Ex-Welthandballer spielt nur noch für Lemgo

Dortmund/Lemgo (WB/o.k.). Immer wieder hat er sich mühevoll heran gekämpft. Gestern zog er schweren Herzens eine Konsequenz. Die deutsche Handball-Nationalmannschaft muss in Zukunft ohne Regisseur Daniel Stephan auskommen.
Zermürbt von seinen gesundheitlichen Problemen, erklärte der Welthandballer des Jahres 1998 in Dortmund nach 183 Länderspielen das Ende seiner wechselvollen internationalen Karriere. 65 Tage vor der EM in der Schweiz und 14 Monate vor der WM im eigenen Land gab der Rückraum-Spieler des TBV Lemgo auf: »Es macht keinen Sinn mehr. Die Vernunft hat gesiegt. Die Entscheidung ist mir nach reiflicher Überlegung nicht leicht gefallen. Schließlich hatte ich mit der Nationalmannschaft noch große Ziele.«
Die Hoffnungen von Heiner Brand auf Stephans Rückkehr entpuppten sich somit als Wunschdenken. Voller Hoffnung auf eine dauerhafte Perspektive hatte der Bundestrainer ihn für die Vorbereitungsspiele gegen den EM-Zweiten Slowenien am Freitag (Lemgo) und Sonntag (Dortmund) wieder in die Auswahl berufen. Doch die hartnäckigen Ellbogen-Probleme lassen die harte Belastung bei einem Turnier nicht mehr zu. Nach einer Aussprache am Montag strich Brand damit einen seiner Lieblingsspieler aus dem Kader für die beiden Partien. Aus dem geplanten Comeback wurde ein Abschied. »Seine Gedanken kann ich nachvollziehen. Ich akzeptiere die Entscheidung, auch wenn mir das natürlich schwer fällt«, klagte Brand.

= = = =

SCHRIFTLICHE ANFRAGE 1 | Nach wie vielen Länderspielen beendete Daniel Stephan laut dem Quellenauszug seine internationale Karriere?
Der Quellenauszug und die Zeilen haben unterschiedliche Herkünfte.

ANGEZEIGTE DATEN |
= = = =

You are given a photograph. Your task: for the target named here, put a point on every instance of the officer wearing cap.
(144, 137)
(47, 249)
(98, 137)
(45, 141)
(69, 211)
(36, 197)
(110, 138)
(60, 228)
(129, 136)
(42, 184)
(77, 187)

= = = =

SCHRIFTLICHE ANFRAGE 2 | Stellen Sie alle Zeilen unter „Angezeigte Daten“ als zweispaltige CSV mit den Spalten „anfrage“ und „ergebnis“ dar, ein Eintrag je Anfrage. Setzen Sie jedes Feld in Anführungszeichen und ersetzen Sie Zeilenumbrüche durch Leerzeichen.

ANTWORT 1 | Nach 183 Länderspielen.

ANTWORT 2 |
anfrage,ergebnis
"You are given a photograph. Your task: for the target named here, put a point on every instance of the officer wearing cap.","(144, 137) (47, 249) (98, 137) (45, 141) (69, 211) (36, 197) (110, 138) (60, 228) (129, 136) (42, 184) (77, 187)"